═════ TEXTO MOSTRADO ═════

Había un barullo tremendo, uno no podía casi moverse, se cruzaba con todo tipo de caras, se oían ruidos de todos los timbres, se pasaba por tiendas de todos los colores, circulaban niños, bromeaban mujeres, los olores invadían el cuerpo. Me di de narices contra un burro y los otros se desternillaron de risa. Los callejones eran estrechos, hacían curvas locas, desembocaba gente desde todas direcciones. Entramos en una tienda con varias salas y nos ofrecían insistentemente telas o cobres y Wahid nos dijo que en una de esas tiendas podríamos desaparecer. Era un asalto continuo de telas, de frutos secos, de metales, de alfanjes, de cajas decorativas. Estábamos en la medina de Fez.

12En una calle un poco más amplia había  varios puestos de objetos en el suelo. Me acerqué y vi un montón de libros, empecé a revolver entre ellos. Y encontré un libro en francés que nunca olvidaré y que guardo como un tesoro, era de un autor del que había oído hablar mucho en mis búsquedas interiores, “El reino de la cantidad y los signos de los tiempos”, de René Guenon, un autor esoterista francés que luego se convirtió al Islam y cambió de nombre, y murió en El Cairo,  y que influyó profundamente en grandes autores contemporáneos. En ese libro subraya nuestra obsesión moderna por la cantidad, el medirlo todo en términos cuantitativos, el ponerlo todo en cifras.

═════

◆ COMPLETA LO SIGUIENTE ◆
1) Según el relato sobre la medina de Fez, ¿en qué ciudad murió René Guenon?
2) Por favor, convierte en una lista breve el párrafo del relato sobre la medina de Fez que empieza con "Había un barullo tremendo", conservando sus datos principales.
3) Prolonga el relato sobre la medina de Fez a partir de su última frase.

═════ DATOS PROPORCIONADOS ═════

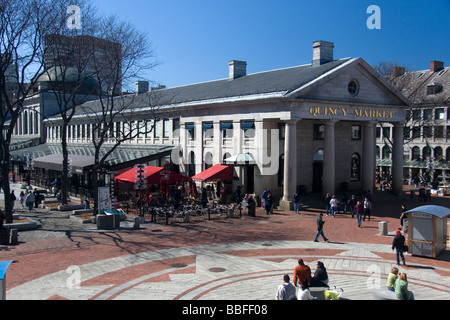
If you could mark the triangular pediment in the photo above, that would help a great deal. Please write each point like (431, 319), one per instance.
(366, 86)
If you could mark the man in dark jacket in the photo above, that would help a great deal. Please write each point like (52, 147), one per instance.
(399, 245)
(320, 223)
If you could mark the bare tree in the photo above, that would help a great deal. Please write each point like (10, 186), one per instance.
(115, 118)
(67, 57)
(23, 25)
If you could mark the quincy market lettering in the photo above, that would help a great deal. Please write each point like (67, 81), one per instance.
(348, 112)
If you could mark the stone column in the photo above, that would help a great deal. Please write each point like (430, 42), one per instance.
(368, 157)
(397, 159)
(329, 158)
(290, 165)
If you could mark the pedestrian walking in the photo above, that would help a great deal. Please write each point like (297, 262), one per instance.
(334, 205)
(320, 224)
(327, 203)
(351, 205)
(264, 198)
(367, 208)
(320, 277)
(399, 245)
(285, 290)
(344, 203)
(36, 197)
(403, 216)
(29, 200)
(22, 199)
(13, 198)
(392, 277)
(297, 203)
(302, 273)
(269, 203)
(359, 211)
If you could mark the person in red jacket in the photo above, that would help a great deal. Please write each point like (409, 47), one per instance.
(302, 273)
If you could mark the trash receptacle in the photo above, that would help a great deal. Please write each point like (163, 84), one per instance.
(427, 230)
(108, 221)
(3, 267)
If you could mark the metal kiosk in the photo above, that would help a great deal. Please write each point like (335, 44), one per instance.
(427, 230)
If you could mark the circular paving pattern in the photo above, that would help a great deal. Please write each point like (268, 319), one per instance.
(221, 271)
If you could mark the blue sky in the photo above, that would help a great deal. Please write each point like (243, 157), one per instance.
(195, 39)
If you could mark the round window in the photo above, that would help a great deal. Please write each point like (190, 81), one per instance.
(353, 87)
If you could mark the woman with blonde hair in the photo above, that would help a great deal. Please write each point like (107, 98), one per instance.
(401, 288)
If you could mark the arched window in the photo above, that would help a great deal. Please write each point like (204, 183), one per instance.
(355, 173)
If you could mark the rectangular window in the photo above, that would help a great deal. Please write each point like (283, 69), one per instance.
(427, 114)
(157, 129)
(439, 114)
(282, 130)
(356, 132)
(417, 114)
(176, 127)
(438, 132)
(227, 130)
(166, 128)
(387, 132)
(318, 131)
(427, 132)
(190, 127)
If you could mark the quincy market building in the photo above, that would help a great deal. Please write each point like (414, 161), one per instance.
(309, 127)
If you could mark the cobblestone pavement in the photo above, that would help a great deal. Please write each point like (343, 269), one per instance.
(213, 259)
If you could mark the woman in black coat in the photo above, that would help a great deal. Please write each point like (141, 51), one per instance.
(269, 202)
(320, 278)
(399, 245)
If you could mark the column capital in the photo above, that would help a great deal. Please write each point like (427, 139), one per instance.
(330, 122)
(398, 124)
(290, 121)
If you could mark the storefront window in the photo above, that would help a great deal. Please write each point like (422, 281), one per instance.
(355, 167)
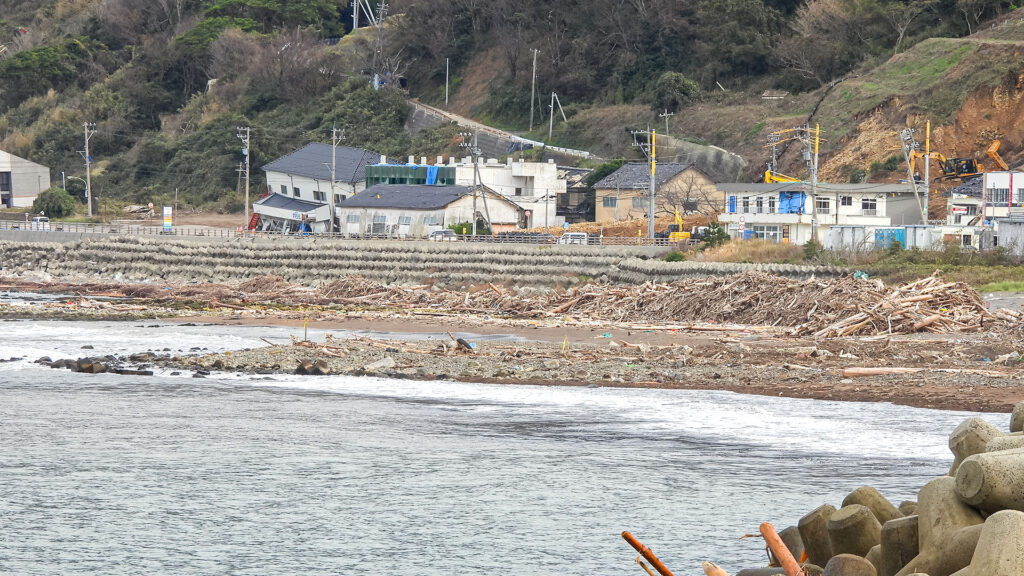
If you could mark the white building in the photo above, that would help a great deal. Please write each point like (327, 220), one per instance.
(786, 212)
(20, 180)
(534, 186)
(286, 214)
(998, 196)
(419, 209)
(305, 173)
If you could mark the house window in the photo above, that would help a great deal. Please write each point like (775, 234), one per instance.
(998, 196)
(869, 206)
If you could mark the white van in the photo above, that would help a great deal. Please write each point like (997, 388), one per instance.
(573, 238)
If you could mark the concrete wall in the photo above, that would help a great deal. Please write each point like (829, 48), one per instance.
(28, 178)
(688, 184)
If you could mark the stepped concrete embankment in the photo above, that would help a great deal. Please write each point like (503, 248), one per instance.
(180, 259)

═════

◆ LAS RESPUESTAS ◆
1) En El Cairo.

2)
- Había un barullo enorme y apenas se podía avanzar entre caras, ruidos, tiendas de colores, niños, mujeres y olores.
- Hubo un choque de frente con un burro, y los demás se murieron de risa.
- Los callejones eran estrechos y de curvas locas, y llegaba gente desde todas direcciones.
- En una tienda de varias salas les ofrecían con insistencia telas o cobres, y Wahid les dijo que en una de esas tiendas podrían desaparecer.
- Abundaban las telas, los frutos secos, los metales, los alfanjes y las cajas decorativas.
- Estaban en la medina de Fez.

3)
Alucinamos con la cantidad de kilómetros que traga un coche, la cantidad de libros que caben en un artilugio electrónico, la cantidad de circuitos que tiene un ordenador, la cantidad, la cantidad. Tal vez alguien pueda expresar en cifras ese  rojo especial de las miniaturas medievales que ninguna técnica moderna ha sabido reproducir, el sabor increíble de la magdalena de Proust, ese matiz de una despedida en que se mezclan la nostalgia, el miedo, el deseo, el rencor, el entusiasmo , qué sé yo… Estamos empobreciendo el mundo, reduciéndolo todo a cifras, matándolo. Dentro de poco seremos daltónicos que solo veremos cifras, robots que todo lo reduciremos a guarismos. Al mirar a una chica buscaremos la ecuación de sus pechos, de su mirada y de las ondulaciones de su pelo (por supuesto será virtual y no de carne y hueso y sin olor).

Era en 1981. Dormíamos un amigo y yo en un camping pero Wahid nos llevaba continuamente a su casa (lo conocimos al subir al ferry en Algeciras) y alguna vez nos quedamos a dormir en ella.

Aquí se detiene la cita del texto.